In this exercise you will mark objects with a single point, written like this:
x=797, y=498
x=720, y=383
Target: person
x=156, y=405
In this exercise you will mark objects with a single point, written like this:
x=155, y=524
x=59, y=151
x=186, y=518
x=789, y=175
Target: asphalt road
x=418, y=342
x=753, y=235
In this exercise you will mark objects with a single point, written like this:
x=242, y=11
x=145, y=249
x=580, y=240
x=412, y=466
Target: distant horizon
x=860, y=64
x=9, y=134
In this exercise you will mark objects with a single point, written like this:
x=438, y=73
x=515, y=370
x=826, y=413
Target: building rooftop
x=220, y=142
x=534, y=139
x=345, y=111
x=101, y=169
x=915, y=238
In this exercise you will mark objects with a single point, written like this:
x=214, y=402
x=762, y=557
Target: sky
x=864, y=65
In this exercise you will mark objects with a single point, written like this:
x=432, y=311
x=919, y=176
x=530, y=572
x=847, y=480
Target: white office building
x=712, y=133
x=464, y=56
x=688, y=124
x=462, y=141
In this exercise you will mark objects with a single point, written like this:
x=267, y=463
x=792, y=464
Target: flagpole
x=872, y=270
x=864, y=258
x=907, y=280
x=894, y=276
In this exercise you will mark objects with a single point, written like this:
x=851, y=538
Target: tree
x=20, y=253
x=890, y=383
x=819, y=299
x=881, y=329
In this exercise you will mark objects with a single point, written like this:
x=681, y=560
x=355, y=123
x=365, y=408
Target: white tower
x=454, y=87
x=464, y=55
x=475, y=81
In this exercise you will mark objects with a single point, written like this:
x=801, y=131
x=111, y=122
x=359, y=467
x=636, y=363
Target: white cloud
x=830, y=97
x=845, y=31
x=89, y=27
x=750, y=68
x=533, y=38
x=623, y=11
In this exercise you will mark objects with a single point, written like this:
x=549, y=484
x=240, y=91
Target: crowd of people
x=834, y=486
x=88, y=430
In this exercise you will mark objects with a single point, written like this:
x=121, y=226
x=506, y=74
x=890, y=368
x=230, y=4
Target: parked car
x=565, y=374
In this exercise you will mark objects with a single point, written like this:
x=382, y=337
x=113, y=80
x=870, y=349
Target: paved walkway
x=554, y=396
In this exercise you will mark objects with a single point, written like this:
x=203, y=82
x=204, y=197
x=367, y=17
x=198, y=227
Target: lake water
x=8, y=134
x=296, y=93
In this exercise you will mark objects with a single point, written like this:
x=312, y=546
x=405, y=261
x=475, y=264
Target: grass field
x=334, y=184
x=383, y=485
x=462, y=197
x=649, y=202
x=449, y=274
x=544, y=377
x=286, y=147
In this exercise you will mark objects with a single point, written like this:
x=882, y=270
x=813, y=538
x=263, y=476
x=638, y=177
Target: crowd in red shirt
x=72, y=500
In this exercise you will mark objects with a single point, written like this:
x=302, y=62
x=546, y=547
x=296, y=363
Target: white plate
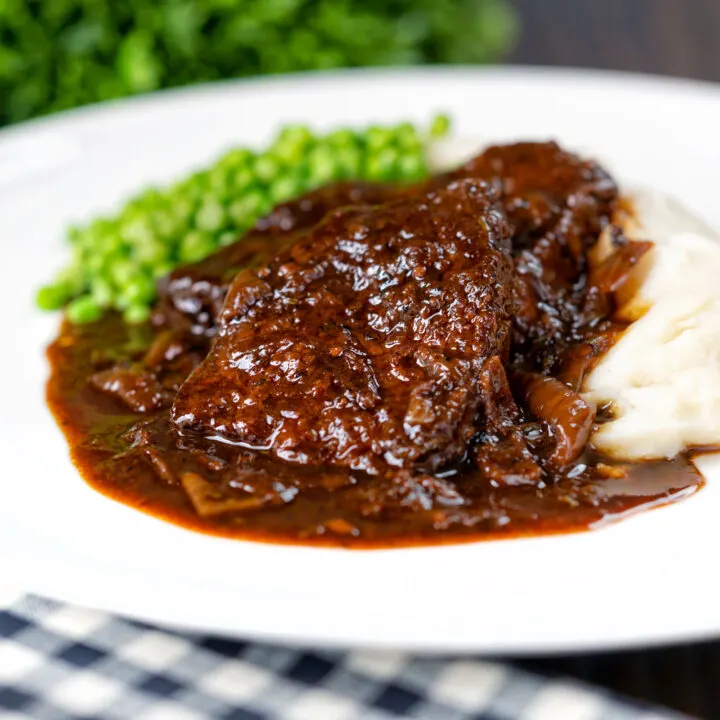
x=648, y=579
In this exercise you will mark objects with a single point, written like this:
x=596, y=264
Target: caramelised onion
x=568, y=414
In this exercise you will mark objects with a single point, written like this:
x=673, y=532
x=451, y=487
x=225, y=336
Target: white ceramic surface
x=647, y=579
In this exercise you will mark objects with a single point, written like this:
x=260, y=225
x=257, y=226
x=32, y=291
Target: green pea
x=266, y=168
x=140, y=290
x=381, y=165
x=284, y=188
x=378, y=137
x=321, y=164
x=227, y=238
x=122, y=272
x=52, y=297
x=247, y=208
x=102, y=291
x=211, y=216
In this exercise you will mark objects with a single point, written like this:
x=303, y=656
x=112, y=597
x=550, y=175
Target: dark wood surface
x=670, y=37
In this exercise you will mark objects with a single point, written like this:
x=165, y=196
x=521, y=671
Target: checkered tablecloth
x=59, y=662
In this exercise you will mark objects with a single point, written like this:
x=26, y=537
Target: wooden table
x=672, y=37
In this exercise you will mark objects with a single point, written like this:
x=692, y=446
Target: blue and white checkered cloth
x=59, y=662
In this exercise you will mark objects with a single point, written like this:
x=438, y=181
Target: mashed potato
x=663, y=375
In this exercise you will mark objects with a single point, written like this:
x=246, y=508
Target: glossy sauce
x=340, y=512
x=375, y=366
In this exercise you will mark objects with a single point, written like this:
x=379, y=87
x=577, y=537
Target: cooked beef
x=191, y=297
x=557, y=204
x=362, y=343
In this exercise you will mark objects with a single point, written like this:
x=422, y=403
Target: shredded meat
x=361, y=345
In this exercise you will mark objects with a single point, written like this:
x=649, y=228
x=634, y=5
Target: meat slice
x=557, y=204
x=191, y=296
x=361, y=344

::::::::::

Pictures are excluded; output everything else in the data verbatim.

In this exercise you will mark objects with a single point, written like this:
x=797, y=498
x=720, y=383
Target: person
x=156, y=405
In this exercise you will mark objects with a single point, written like this:
x=155, y=524
x=59, y=151
x=186, y=518
x=789, y=175
Target: asphalt road
x=418, y=342
x=753, y=235
In this exercise you will mark objects with a single point, written like this:
x=242, y=11
x=145, y=249
x=580, y=240
x=412, y=466
Target: distant horizon
x=860, y=64
x=9, y=134
In this exercise you will mark objects with a single point, written like this:
x=438, y=73
x=515, y=370
x=826, y=413
Target: building rooftop
x=220, y=142
x=534, y=139
x=345, y=111
x=101, y=169
x=915, y=238
In this exercise you will mark objects with a single point, written like this:
x=214, y=402
x=762, y=557
Target: sky
x=864, y=65
In this exercise you will mark objects with a single point, written like this:
x=432, y=311
x=919, y=176
x=530, y=572
x=847, y=480
Target: white office building
x=712, y=133
x=464, y=56
x=688, y=124
x=462, y=141
In this exercise you will mark objects with a single point, written like this:
x=267, y=463
x=792, y=464
Target: flagpole
x=872, y=270
x=864, y=258
x=907, y=280
x=894, y=276
In this exercise you will mark objects with a single point, written like this:
x=851, y=538
Target: tree
x=20, y=253
x=890, y=383
x=819, y=299
x=881, y=329
In this exercise you will mark objects with a single point, written like this:
x=681, y=560
x=355, y=123
x=365, y=408
Target: white tower
x=454, y=87
x=464, y=55
x=475, y=81
In this exercise you will mark objects with a single point, written like this:
x=801, y=131
x=111, y=122
x=359, y=467
x=636, y=363
Target: white cloud
x=830, y=97
x=845, y=31
x=89, y=27
x=750, y=68
x=533, y=38
x=623, y=11
In this exercise you will mark objects with a single point, written like this:
x=549, y=484
x=240, y=91
Target: crowd of people
x=834, y=486
x=88, y=430
In this exercise you will mark objects with a single point, written like this:
x=121, y=226
x=506, y=74
x=890, y=368
x=230, y=4
Target: parked car
x=565, y=374
In this exercise you will mark objects with a single point, written like this:
x=382, y=337
x=113, y=80
x=870, y=349
Target: paved walkway
x=554, y=396
In this exercise you will mark objects with a single point, written like this:
x=203, y=82
x=204, y=197
x=367, y=17
x=198, y=227
Target: lake water
x=8, y=134
x=296, y=93
In this exercise you will mark objects with a single point, written like this:
x=312, y=546
x=405, y=261
x=475, y=264
Target: grass field
x=334, y=184
x=383, y=485
x=462, y=197
x=649, y=202
x=449, y=274
x=544, y=377
x=286, y=147
In this exercise you will mark objects with a single point, written like this:
x=882, y=270
x=813, y=538
x=263, y=476
x=638, y=177
Target: crowd in red shirt
x=72, y=500
In this exercise you will mark objects with a single point, written like this:
x=302, y=62
x=546, y=547
x=296, y=363
Target: white plate
x=648, y=579
In this exercise you will mark objects with a single point, written like this:
x=596, y=264
Target: caramelised onion
x=568, y=414
In this exercise you will mark objects with a single point, written like this:
x=673, y=532
x=451, y=487
x=225, y=336
Target: white ceramic surface
x=647, y=579
In this exercise you will mark objects with a single point, written like this:
x=260, y=225
x=257, y=226
x=32, y=291
Target: green pea
x=266, y=168
x=140, y=290
x=381, y=165
x=284, y=188
x=378, y=137
x=321, y=164
x=227, y=238
x=122, y=272
x=52, y=297
x=247, y=208
x=102, y=291
x=211, y=216
In this exercise you will mark objects with a single point, written like this:
x=303, y=656
x=112, y=597
x=550, y=175
Target: dark wood surface
x=670, y=37
In this exercise you will mark objects with a single point, written like this:
x=165, y=196
x=521, y=671
Target: checkered tablecloth
x=59, y=662
In this exercise you will mark objects with a single point, written like this:
x=26, y=537
Target: wooden table
x=672, y=37
In this exercise you will mark objects with a single point, written like this:
x=692, y=446
Target: blue and white checkered cloth
x=59, y=662
In this exercise you will mark objects with a single point, written like this:
x=438, y=181
Target: mashed potato
x=663, y=375
In this exercise you will mark objects with a single point, written like this:
x=246, y=508
Target: glossy sauce
x=340, y=512
x=375, y=366
In this exercise you will mark objects with a single point, written like this:
x=379, y=87
x=577, y=537
Target: cooked beef
x=191, y=297
x=557, y=204
x=362, y=343
In this exercise you will mark objects with a single point, written like this:
x=422, y=403
Target: shredded meat
x=361, y=345
In this exercise you will mark objects with a single point, written like this:
x=649, y=228
x=634, y=5
Target: meat slice
x=557, y=204
x=191, y=296
x=361, y=344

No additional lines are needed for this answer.